> _Task directions_
Rewrite the stretch of the listing from the line containing "Task: for every" through the line containing "box: [0, 59, 56, 213]", swapping "clicks" for "points" and changing nothing else.

> _The data_
-=-=-

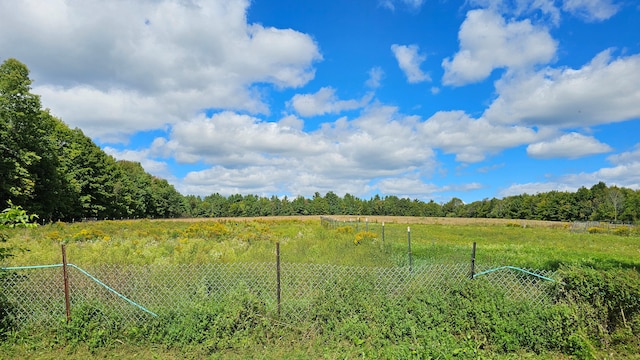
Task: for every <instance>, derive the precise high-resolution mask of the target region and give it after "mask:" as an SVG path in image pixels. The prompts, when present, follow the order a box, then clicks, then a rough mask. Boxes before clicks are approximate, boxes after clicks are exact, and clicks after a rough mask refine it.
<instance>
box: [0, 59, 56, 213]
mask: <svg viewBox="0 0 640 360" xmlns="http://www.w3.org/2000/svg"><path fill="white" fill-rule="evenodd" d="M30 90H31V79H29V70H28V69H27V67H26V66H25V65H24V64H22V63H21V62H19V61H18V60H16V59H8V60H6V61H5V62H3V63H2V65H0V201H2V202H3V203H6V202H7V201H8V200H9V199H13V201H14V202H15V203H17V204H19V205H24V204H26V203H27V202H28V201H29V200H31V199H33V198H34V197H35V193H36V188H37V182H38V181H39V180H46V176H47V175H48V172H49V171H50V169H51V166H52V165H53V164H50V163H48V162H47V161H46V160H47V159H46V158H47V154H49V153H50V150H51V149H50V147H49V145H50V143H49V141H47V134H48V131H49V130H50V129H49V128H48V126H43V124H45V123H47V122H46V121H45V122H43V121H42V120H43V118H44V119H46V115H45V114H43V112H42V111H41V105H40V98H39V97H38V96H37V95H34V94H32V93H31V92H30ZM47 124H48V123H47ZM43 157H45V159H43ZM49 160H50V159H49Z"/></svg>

-=-=-

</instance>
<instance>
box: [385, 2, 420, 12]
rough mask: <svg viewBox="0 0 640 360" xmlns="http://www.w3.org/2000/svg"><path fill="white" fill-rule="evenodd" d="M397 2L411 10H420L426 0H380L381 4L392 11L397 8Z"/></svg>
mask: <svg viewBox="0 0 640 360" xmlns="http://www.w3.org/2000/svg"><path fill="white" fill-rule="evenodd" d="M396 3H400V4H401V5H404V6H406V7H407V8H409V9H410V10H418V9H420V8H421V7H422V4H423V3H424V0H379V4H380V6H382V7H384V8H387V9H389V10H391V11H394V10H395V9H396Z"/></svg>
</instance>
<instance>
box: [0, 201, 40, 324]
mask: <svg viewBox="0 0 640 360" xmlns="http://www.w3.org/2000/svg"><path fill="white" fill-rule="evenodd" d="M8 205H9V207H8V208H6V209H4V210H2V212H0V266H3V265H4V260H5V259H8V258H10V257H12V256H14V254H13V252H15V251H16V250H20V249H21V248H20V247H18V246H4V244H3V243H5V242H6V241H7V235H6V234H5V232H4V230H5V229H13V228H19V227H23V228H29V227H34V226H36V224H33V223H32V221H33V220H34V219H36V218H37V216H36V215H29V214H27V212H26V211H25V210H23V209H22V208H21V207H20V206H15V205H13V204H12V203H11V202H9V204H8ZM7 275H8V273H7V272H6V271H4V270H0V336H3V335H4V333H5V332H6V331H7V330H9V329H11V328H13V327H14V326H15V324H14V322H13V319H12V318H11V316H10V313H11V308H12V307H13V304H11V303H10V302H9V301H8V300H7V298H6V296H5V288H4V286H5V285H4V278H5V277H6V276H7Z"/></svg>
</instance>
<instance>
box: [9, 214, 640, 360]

-=-=-

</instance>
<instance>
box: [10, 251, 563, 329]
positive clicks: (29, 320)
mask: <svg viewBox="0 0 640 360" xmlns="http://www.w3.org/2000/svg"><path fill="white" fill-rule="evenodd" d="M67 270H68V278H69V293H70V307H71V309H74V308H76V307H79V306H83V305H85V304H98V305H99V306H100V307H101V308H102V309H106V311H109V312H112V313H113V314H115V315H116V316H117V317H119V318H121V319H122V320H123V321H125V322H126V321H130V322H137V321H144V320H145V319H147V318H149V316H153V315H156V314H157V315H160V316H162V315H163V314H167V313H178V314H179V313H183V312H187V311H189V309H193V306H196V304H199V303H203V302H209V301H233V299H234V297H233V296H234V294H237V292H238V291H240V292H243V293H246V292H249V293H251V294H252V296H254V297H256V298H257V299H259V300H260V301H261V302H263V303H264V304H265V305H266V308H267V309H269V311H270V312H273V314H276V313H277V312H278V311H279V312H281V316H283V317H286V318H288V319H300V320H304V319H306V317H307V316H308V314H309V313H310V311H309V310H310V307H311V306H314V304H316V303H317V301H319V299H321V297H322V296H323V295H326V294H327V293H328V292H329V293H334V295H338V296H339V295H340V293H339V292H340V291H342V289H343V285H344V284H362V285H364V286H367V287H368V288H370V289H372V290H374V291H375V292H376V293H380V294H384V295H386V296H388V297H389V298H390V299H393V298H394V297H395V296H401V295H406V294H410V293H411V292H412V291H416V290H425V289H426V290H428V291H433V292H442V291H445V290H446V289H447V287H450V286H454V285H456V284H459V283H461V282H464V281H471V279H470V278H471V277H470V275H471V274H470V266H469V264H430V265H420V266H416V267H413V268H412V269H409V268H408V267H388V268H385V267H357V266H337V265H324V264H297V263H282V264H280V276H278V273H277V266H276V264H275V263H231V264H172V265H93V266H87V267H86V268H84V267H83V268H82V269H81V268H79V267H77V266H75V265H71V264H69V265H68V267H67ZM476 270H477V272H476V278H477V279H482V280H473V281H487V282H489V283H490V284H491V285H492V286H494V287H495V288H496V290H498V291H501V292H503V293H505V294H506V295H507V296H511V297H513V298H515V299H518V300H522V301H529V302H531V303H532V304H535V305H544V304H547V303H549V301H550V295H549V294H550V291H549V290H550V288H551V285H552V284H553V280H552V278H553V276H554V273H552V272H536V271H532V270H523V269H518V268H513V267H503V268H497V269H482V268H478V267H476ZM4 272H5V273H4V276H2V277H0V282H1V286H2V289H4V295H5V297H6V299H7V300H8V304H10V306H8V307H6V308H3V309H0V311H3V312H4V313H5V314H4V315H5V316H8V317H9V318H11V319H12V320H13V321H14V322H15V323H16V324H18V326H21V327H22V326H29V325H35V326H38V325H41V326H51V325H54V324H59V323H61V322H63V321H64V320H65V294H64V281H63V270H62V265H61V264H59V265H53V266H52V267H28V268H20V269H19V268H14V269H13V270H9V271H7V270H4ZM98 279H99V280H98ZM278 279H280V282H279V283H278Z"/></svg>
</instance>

-=-=-

> _Task output_
Task: for every <instance>, derive the precise high-resolution mask of the target region and give it after "mask:" as an SVG path in image pixels. The prompts, when present, follow the order a box, then points, then a rough mask. Boxes before points are approximate, boxes after points are exact, and points after a rough mask refine it.
<instance>
box: [0, 59, 56, 213]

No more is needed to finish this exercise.